_GIVEN RECORDS_
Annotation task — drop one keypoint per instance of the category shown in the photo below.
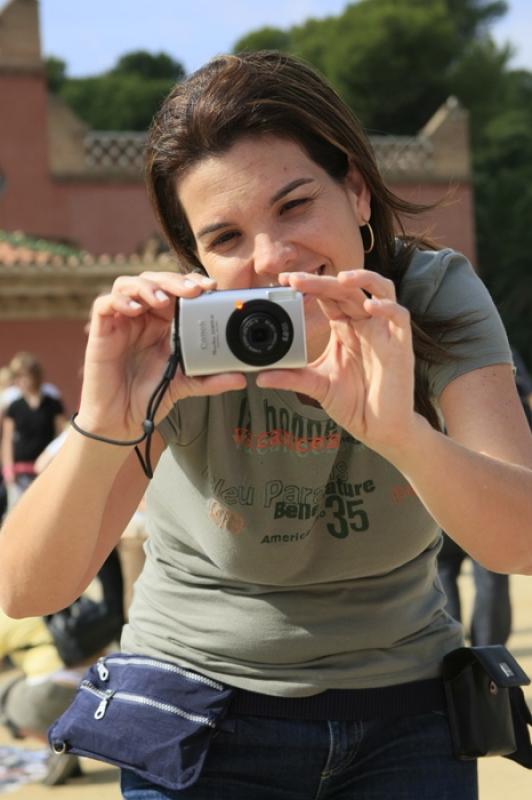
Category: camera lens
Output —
(260, 333)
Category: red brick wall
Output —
(101, 216)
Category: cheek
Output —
(229, 273)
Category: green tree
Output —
(152, 66)
(124, 98)
(266, 38)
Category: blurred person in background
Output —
(491, 616)
(30, 422)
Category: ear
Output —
(360, 194)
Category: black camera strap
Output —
(148, 426)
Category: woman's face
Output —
(264, 207)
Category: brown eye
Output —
(299, 201)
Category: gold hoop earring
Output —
(371, 237)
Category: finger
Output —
(368, 281)
(156, 289)
(398, 316)
(335, 301)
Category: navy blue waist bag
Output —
(140, 713)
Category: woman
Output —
(294, 516)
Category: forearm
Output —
(52, 535)
(484, 504)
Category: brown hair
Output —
(271, 93)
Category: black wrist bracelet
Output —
(147, 425)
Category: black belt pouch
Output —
(487, 711)
(150, 716)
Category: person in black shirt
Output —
(29, 425)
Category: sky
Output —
(90, 35)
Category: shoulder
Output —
(440, 274)
(15, 407)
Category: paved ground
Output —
(500, 779)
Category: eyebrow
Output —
(216, 226)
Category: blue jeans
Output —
(259, 758)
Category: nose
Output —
(272, 256)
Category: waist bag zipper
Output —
(103, 671)
(107, 695)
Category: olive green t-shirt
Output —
(286, 557)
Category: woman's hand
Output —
(364, 378)
(127, 351)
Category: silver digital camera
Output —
(242, 330)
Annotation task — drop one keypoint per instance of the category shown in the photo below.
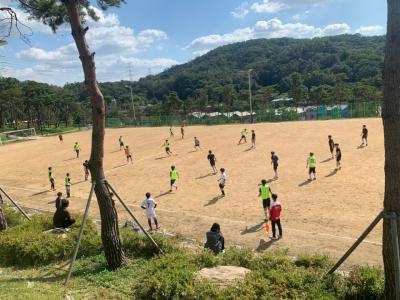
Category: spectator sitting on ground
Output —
(215, 239)
(62, 218)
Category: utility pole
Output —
(251, 105)
(130, 88)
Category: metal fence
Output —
(271, 114)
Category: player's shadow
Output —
(253, 229)
(72, 158)
(326, 160)
(161, 157)
(264, 245)
(40, 193)
(214, 200)
(204, 176)
(333, 173)
(162, 194)
(304, 183)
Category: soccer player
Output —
(338, 157)
(243, 136)
(182, 131)
(222, 181)
(196, 143)
(68, 185)
(253, 139)
(149, 204)
(265, 193)
(274, 163)
(128, 154)
(167, 147)
(51, 179)
(121, 143)
(86, 169)
(311, 165)
(364, 136)
(174, 175)
(77, 149)
(211, 158)
(331, 144)
(275, 213)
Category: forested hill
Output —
(346, 68)
(343, 68)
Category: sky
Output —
(149, 36)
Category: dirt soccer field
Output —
(322, 216)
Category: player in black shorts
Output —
(253, 139)
(274, 163)
(331, 144)
(364, 136)
(338, 157)
(211, 158)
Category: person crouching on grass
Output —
(275, 215)
(149, 204)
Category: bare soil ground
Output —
(322, 216)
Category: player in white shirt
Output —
(222, 181)
(149, 204)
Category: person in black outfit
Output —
(331, 144)
(274, 163)
(212, 160)
(62, 218)
(338, 157)
(215, 239)
(364, 136)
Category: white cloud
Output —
(371, 30)
(268, 6)
(116, 47)
(241, 11)
(273, 28)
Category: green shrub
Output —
(27, 244)
(138, 245)
(13, 217)
(365, 282)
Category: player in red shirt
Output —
(275, 215)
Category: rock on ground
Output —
(222, 275)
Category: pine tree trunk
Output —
(109, 219)
(391, 125)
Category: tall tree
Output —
(391, 127)
(55, 13)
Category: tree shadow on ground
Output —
(333, 173)
(326, 160)
(214, 200)
(264, 245)
(306, 182)
(204, 176)
(254, 228)
(162, 194)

_TO DO_
A line belongs in the answer if it contains the word "shirt"; copy every such line from the data above.

_EXERCISE RESULT_
Category: person in black shirt
Category: olive green t-shirt
Category: player in white shirt
Category: player in red shirt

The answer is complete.